### Your instructions
For this exercise, restate word for word only the lines from the one containing "output | one point per instance, like (189,195)" through the last line below. Pictures do not get copied.

__________________________________________________

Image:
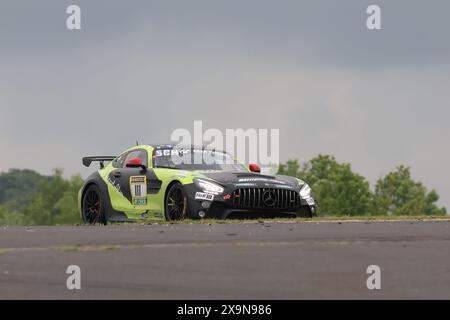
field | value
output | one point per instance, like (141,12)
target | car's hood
(249,179)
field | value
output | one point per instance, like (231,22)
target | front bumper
(288,204)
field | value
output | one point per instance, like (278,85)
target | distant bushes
(42,200)
(340,191)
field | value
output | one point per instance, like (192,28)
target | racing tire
(93,209)
(175,203)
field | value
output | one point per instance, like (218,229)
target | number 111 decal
(138,187)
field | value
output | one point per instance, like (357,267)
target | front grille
(265,198)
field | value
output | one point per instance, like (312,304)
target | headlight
(208,186)
(305,191)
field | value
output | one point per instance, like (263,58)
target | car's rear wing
(88,160)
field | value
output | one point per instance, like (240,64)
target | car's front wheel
(93,209)
(176,203)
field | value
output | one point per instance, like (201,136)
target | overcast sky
(140,69)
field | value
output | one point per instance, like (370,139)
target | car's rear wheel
(176,203)
(93,209)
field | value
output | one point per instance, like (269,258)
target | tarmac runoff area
(257,260)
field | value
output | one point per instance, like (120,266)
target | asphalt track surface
(312,260)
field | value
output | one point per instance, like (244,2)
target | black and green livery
(156,181)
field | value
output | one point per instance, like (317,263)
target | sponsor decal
(310,201)
(261,179)
(245,184)
(204,196)
(138,188)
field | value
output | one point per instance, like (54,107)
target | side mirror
(135,163)
(253,167)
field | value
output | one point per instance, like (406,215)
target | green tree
(398,194)
(9,218)
(55,202)
(338,189)
(16,186)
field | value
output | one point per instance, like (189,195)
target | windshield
(195,159)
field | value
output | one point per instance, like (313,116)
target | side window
(141,154)
(119,161)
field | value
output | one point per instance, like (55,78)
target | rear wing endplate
(88,160)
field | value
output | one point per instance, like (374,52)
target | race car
(172,183)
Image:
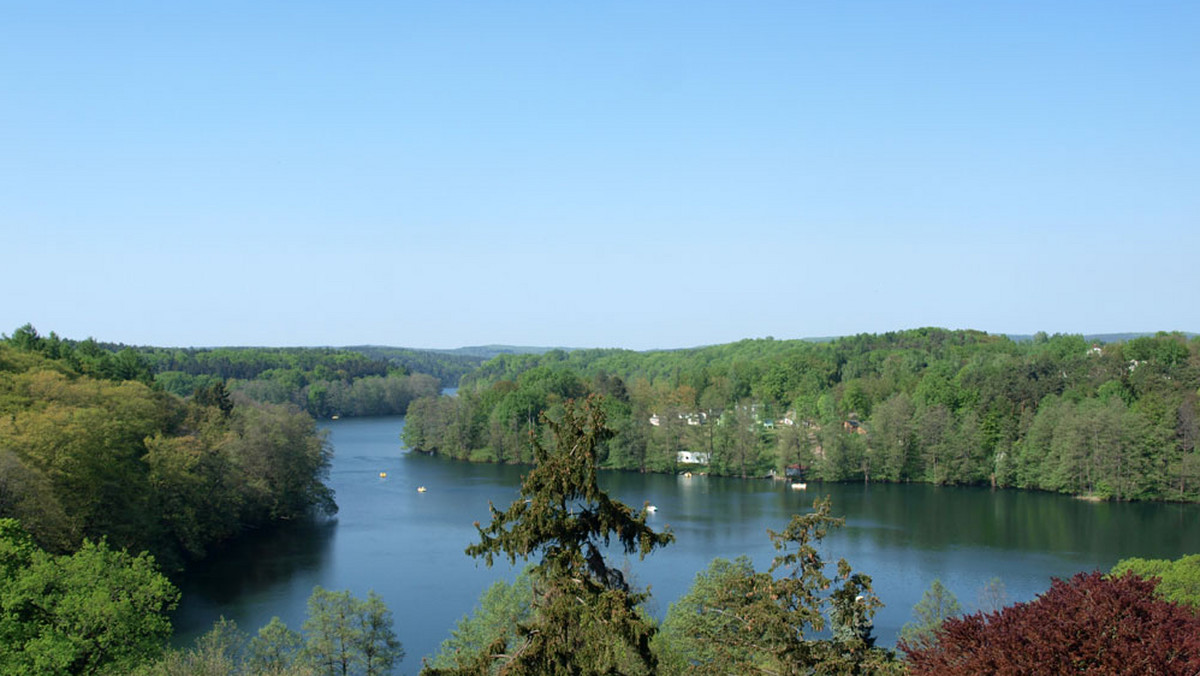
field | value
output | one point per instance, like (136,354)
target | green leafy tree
(935,605)
(502,609)
(276,650)
(1179,581)
(1089,624)
(96,611)
(347,635)
(739,621)
(586,618)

__________________________________________________

### Final answer
output | one point per instance, like (189,195)
target | windshield
(195,159)
field | value
output | one point per instance, like (313,116)
target | side window
(141,154)
(119,161)
field | value
output | one point per instance, like (55,78)
target | rear wing endplate
(88,160)
field | value
output | one point per instance, like (374,52)
target | race car
(172,183)
Image:
field | value
output | one point per instance, like (136,354)
target | green leafy tree
(935,605)
(502,609)
(276,650)
(1179,581)
(1089,624)
(96,611)
(347,635)
(739,621)
(586,618)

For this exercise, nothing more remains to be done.